**Short exercise A**
From the records below, reproduce the lines from the line with "Warehouse pick-planner input: mark the row" up to and including the line with "(1053, 734)". Leave out the pictures.

╭─ Text

Skip to content
MZMuse
Go back

Technology Decision Log

Introduction

The company I worked at recently shut down. I worked there for over four and a half years, and I was involved in many of the decisions that influenced the engineering organization’s technology choices. Some of those decisions paid great dividends down the line, and some did not. I found myself thinking: If I were to join a new organization, would I make the same bets, or what would I change?

Disclaimer

This is purely my subjective opinion. Every organization’s context is different. Understanding that context and the long term vision is crucial to making sound decisions.

Decision Log

Choice

Decision

Notes

AWS

Good

To name a few benefits: AWS allowed us to scale dynamically to the business growth and demands. It was a cornerstone of our DevOps culture and kept our infrastructure teams lean. AWS was responsible for 2-3 incidents that crippled the business which is impressive for the duration we used them. I would stay out of us-east-1, however.

Fargate

Good

We run most of the production systems on Fargate. Fargate enabled us to delegate most of maintenance work to AWS (ec2 batching, upgrades,..etc) and have the SREs focus on other value-enabling streams.

Kubernetes

Bad

There are legitimate use-cases for k8s. However I believe that most of the organizations that think they need k8s, don’t need it. Supporting k8s platform would have required massive bandwidth from the infrastructure teams for the ongoing maintenance and KTLO. Public Cloud providers have solutions that work for most organizations unless there is a business need that demands k8s.

Postgres

Good

We run one of the biggest transactional DBs I’ve ever worked with in my career (~10TB-14TB). It was a solid choice, and I’d definitely use it again

Aurora

Bad

Expensive!! We were able to scale well with vanilla Postgres high throughput (read and write) systems.

Redis

Good

Great In-memory database and cache. Never use it as your main db however (well…never say never)

╰─
╭─ Dataset excerpts

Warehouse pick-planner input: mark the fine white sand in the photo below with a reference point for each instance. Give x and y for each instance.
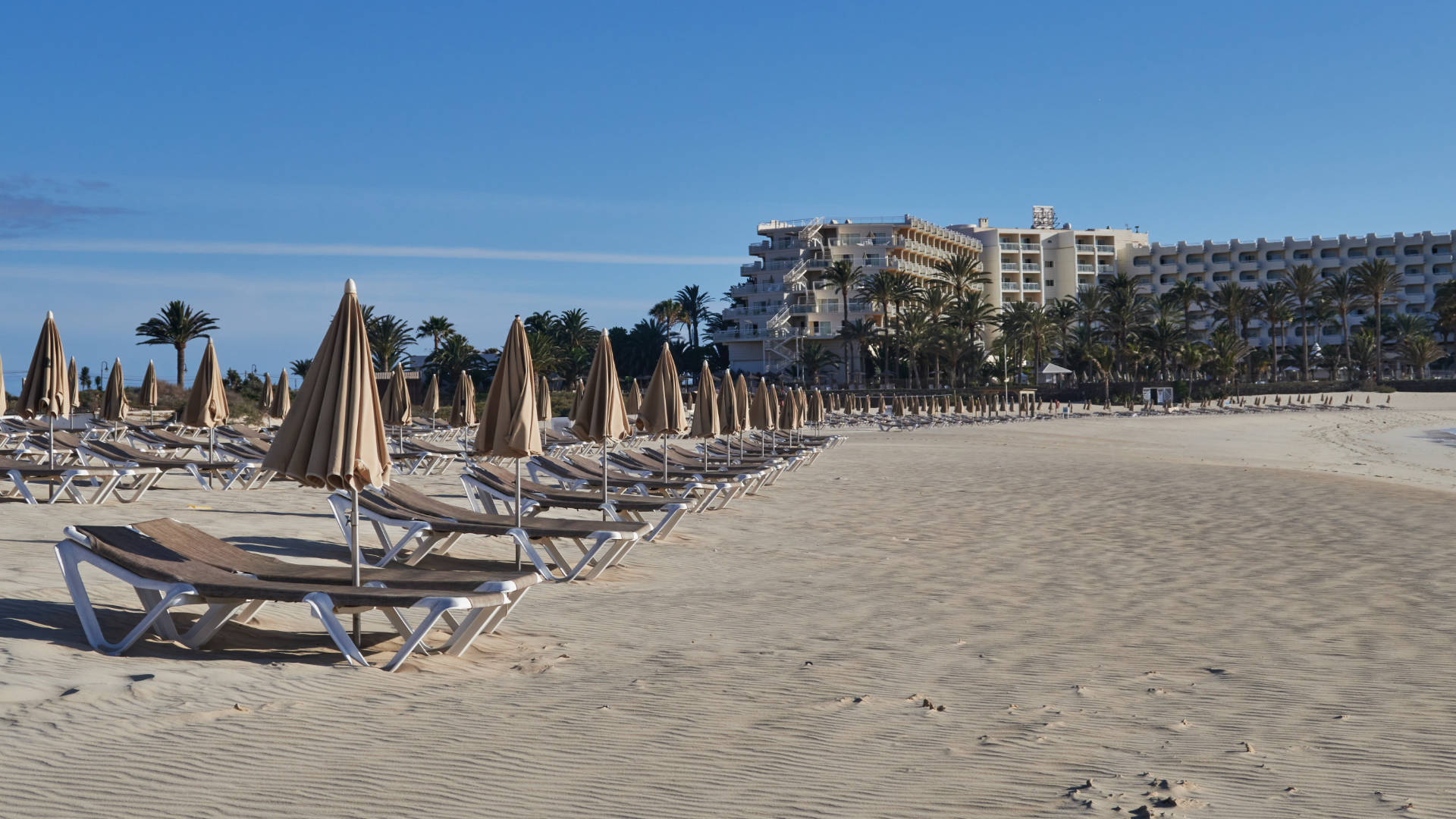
(1245, 615)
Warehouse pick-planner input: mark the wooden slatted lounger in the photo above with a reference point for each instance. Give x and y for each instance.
(435, 526)
(165, 579)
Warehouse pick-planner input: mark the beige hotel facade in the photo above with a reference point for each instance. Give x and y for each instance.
(783, 300)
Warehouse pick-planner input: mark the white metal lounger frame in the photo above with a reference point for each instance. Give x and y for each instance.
(484, 499)
(159, 596)
(606, 551)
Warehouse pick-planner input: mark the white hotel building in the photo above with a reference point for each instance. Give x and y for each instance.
(783, 300)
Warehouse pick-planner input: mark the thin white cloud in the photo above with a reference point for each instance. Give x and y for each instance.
(178, 246)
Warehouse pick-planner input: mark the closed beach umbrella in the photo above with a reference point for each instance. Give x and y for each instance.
(542, 398)
(207, 403)
(634, 400)
(509, 425)
(764, 413)
(742, 390)
(397, 400)
(149, 391)
(281, 401)
(601, 416)
(705, 413)
(661, 411)
(431, 403)
(44, 390)
(335, 438)
(268, 394)
(462, 410)
(114, 401)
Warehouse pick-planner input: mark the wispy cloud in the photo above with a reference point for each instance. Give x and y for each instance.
(178, 246)
(31, 205)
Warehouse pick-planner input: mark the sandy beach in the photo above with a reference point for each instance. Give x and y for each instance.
(1191, 615)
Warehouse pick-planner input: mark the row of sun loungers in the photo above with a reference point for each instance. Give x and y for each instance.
(171, 564)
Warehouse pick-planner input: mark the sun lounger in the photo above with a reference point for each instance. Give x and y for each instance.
(123, 455)
(165, 579)
(435, 526)
(487, 484)
(491, 577)
(587, 477)
(67, 482)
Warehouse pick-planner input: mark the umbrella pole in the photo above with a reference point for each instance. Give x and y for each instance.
(354, 553)
(517, 510)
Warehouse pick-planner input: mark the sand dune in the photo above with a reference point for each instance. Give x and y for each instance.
(1218, 617)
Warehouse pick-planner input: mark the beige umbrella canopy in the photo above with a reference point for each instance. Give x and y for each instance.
(728, 407)
(634, 400)
(601, 414)
(149, 387)
(431, 403)
(335, 438)
(44, 390)
(509, 425)
(462, 409)
(397, 400)
(207, 403)
(114, 403)
(542, 398)
(281, 403)
(707, 423)
(661, 411)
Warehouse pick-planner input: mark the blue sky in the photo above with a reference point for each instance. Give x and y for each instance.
(482, 161)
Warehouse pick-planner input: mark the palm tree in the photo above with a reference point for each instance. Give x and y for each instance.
(1185, 293)
(388, 338)
(1365, 352)
(695, 305)
(1273, 300)
(813, 359)
(1376, 280)
(1419, 352)
(453, 356)
(856, 335)
(669, 314)
(1223, 354)
(436, 328)
(1304, 286)
(1343, 295)
(177, 324)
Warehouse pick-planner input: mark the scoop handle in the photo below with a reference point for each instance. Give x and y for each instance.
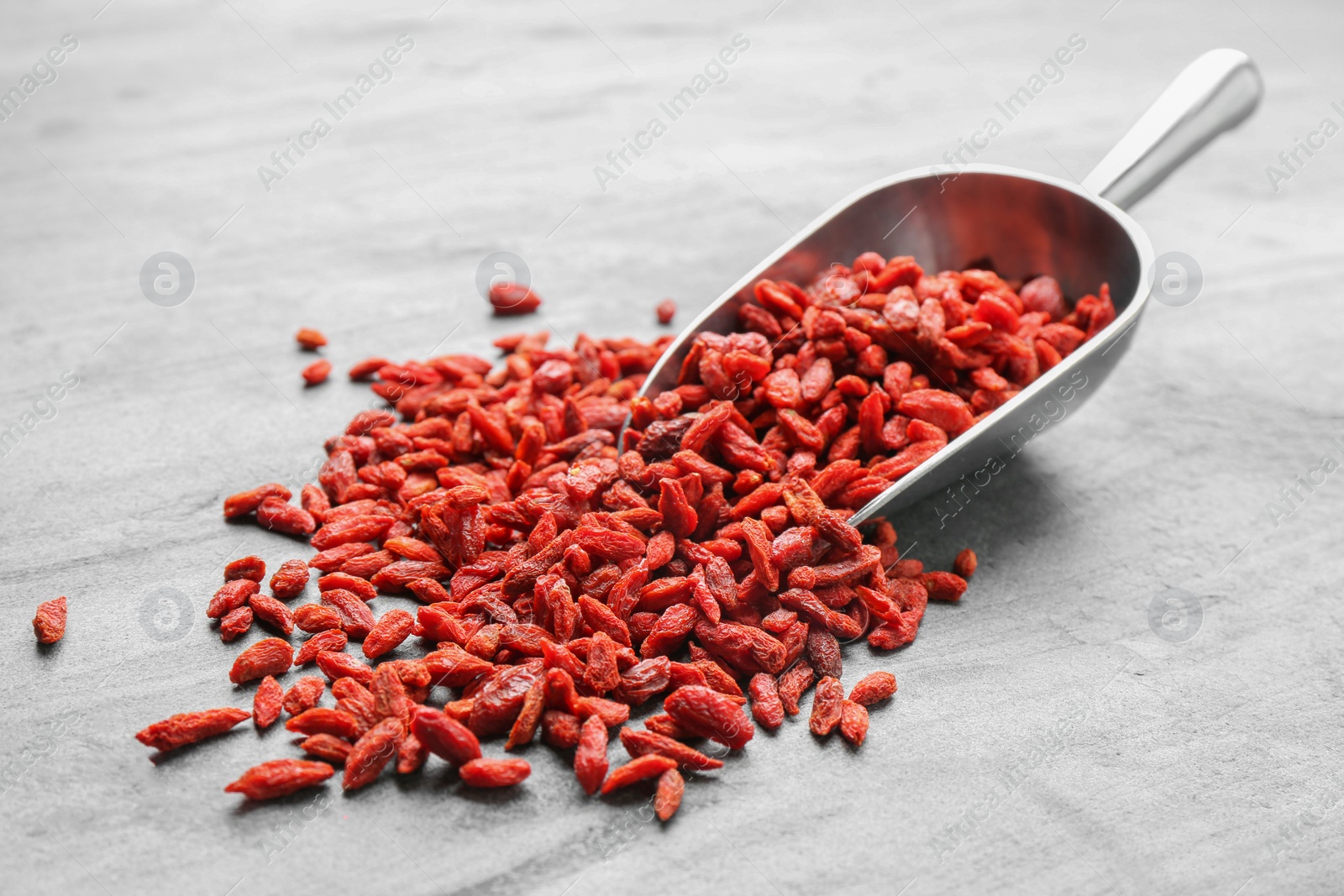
(1215, 93)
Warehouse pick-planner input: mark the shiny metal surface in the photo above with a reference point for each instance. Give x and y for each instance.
(1213, 94)
(1026, 223)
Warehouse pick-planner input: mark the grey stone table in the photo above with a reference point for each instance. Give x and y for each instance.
(1053, 734)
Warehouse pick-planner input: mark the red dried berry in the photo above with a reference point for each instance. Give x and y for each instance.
(495, 773)
(280, 778)
(248, 501)
(235, 624)
(188, 727)
(667, 799)
(638, 743)
(853, 721)
(371, 752)
(289, 579)
(765, 700)
(709, 714)
(304, 694)
(342, 665)
(273, 613)
(320, 720)
(387, 633)
(312, 617)
(591, 757)
(512, 298)
(873, 688)
(826, 705)
(250, 567)
(50, 621)
(318, 371)
(965, 563)
(638, 768)
(559, 728)
(266, 658)
(309, 338)
(266, 701)
(444, 736)
(328, 747)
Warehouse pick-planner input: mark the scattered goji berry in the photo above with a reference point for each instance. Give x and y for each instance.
(591, 757)
(873, 688)
(371, 752)
(667, 799)
(266, 701)
(495, 773)
(309, 338)
(266, 658)
(188, 727)
(289, 579)
(638, 768)
(250, 567)
(280, 778)
(50, 621)
(826, 705)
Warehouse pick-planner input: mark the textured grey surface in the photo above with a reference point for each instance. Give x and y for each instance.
(1043, 719)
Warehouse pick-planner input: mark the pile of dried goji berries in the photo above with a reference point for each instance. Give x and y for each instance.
(564, 578)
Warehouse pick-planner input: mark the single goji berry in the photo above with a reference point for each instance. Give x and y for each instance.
(50, 621)
(266, 658)
(266, 701)
(280, 778)
(591, 757)
(669, 795)
(188, 727)
(638, 768)
(495, 773)
(826, 705)
(309, 338)
(371, 752)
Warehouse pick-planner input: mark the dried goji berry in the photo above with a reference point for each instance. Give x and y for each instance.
(371, 752)
(709, 714)
(50, 621)
(591, 758)
(853, 721)
(638, 768)
(826, 705)
(638, 743)
(342, 665)
(235, 624)
(266, 701)
(965, 563)
(309, 338)
(248, 501)
(667, 799)
(280, 778)
(304, 694)
(272, 611)
(328, 747)
(250, 567)
(559, 728)
(765, 700)
(320, 720)
(188, 727)
(266, 658)
(495, 773)
(318, 371)
(331, 640)
(387, 633)
(873, 688)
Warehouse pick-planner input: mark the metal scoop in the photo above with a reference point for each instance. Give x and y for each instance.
(1027, 223)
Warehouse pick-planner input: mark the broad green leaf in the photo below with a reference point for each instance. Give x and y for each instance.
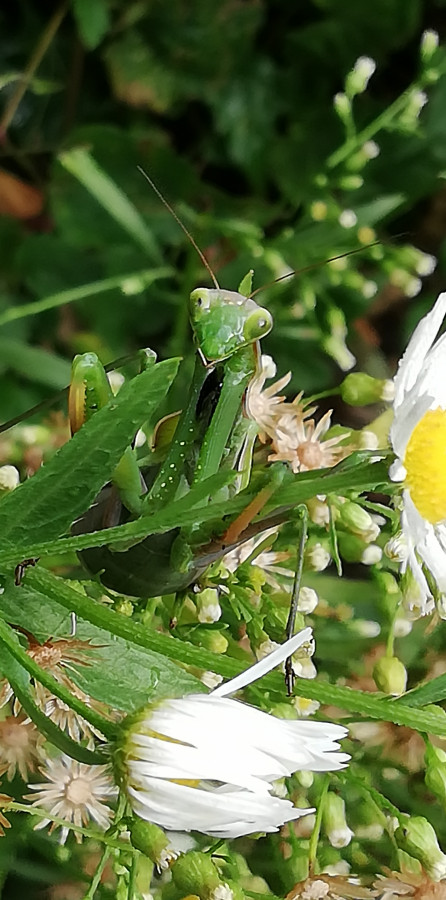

╰─

**Short exercise B**
Go on with the technology decision log from the point where it stops.

**Written response A**
Warehouse pick-planner input: mark the row of sun loungers in the photo above with a reference point for each instance. Give x and y for each instance.
(171, 564)
Warehouse pick-planner input: mark the sun lounger in the photo above with a reference point for each instance. Give x and y for each instance.
(123, 455)
(165, 579)
(435, 526)
(487, 484)
(491, 577)
(587, 477)
(67, 482)
Warehouse pick-planner input: mark the umbrella pole in the photo above with a reference point for each instance. Give x and y for each instance.
(354, 553)
(517, 510)
Warehouse pick-planner input: mark the sand dune in the photo above with a reference point for each instance. Give x and y for each instance.
(1218, 617)
Warehouse pick-planner input: mark the beige umbrella canopy in the photo above with a reference point for each instance. Give x and y for each instance.
(728, 407)
(634, 400)
(601, 414)
(149, 387)
(431, 403)
(335, 438)
(44, 390)
(509, 425)
(462, 409)
(397, 400)
(207, 403)
(114, 403)
(542, 398)
(281, 403)
(707, 423)
(661, 411)
Warehouse pick-planner input: mark the blue sky in the photo above with a reference point for each instance. Give x and y for each instance.
(482, 161)
Warehouse pick-planner input: mark the palm tree in the photo above with a reference point for each instance. Give x and y for each instance.
(1185, 293)
(388, 338)
(1365, 352)
(695, 305)
(1273, 300)
(813, 359)
(1376, 280)
(1419, 352)
(453, 356)
(856, 335)
(669, 314)
(1223, 354)
(436, 328)
(1304, 286)
(1343, 295)
(177, 324)
Warehouse pick-planner input: mark the scoop handle in the photo below with a reference point for each instance. Give x and y for each instance.
(1215, 93)
Warehouse pick-planner input: mark the shiny metal surface in the photo above with a reference point for each instance. Give x and y for each instance.
(1213, 94)
(1026, 223)
Warehouse pick-planner input: mark the grey stone table in the photo above with a reference point for each instance. Give x and y for each instance.
(1053, 734)

**Written response B**
Elasticcache

Bad

Expensive! Most of the usecases we had didn’t really need ElasticSearch. If I ever needed a full-text-search or realtime metrics analytics then ES is a great tool for that.

SNS, SQS, Eventbus

Good

They are reliable and reasonably easy to setup.

Kinesis

Bad

Too expensive if all you need is a regular message bus, try SNS, SQS, Eventbus first. There are legitimate usecases for Kinesis and Firehose and those are strong products in their respective areas

Dynamodb

Bad

It is ok for a simple key-value storage. However, for the love of god, don’t use it to hammer every nail. It struggles to adapt to changing business requirements and can get expensive real quick if you aren’t careful.

Cloudfront

Good

While it doesn’t have as many features as Akami and Cloudflare,it does integrate well with AWS and can do some powerful routing when combined with Lambdas.

AWS WAF

Good

After launching WAF, we started blocking one third of production traffic outside ofbusiness hours. Overall easy to use with AWS Firewall Manager to ensure WAF protection is enabled for every endpoint in your environment. The AWS-managed rules worked well..

ACM

Good

Setting up SSL certificates has never been easier.

VPC Lattice

Good

For connecting applications across multiple VPCs, I highly recommmend VPC Lattice for most usecases.

VPC Private Endpoint

Good

Perfect for connecting to datastores across multiple VPCs

VPC Peering

Bad

It’s been offset by a few product launches over the past few years (Transit Gateway, Lattice, Private Endpoints)

VPC Transit Gateway

Bad

Try Lattice and Private Endpoints first.

Terraform

Good

This was one of the best bets we made. We started using Terraform to manage AWS infrastructure, but eventually expanded to Github, Launchdarkly, Datadog and configuration management in many providers.

Cloudformation

Bad

Unreliable, unreadable and limited to AWS

Serverless Lambda Apps

Bad

Lambda is excellent for building custom integrations between AWS services and small one-off scripts. However, as with Dynamodb, things get ugly when you hammer every nail with a lambda function. Building complex business application workflows on Lambda will give you a handicap. It gets expensive, complicated, and challenging to maintain really quickly.

CDK

Bad

Infrastucture and configuration management should be easy and simple. CDK stacks can sometime get complicated and allow engineers to shoot themselves in the foot by building infrastructure configuration that are as complicated as the business logic itself

Terraform Cloud (TFC)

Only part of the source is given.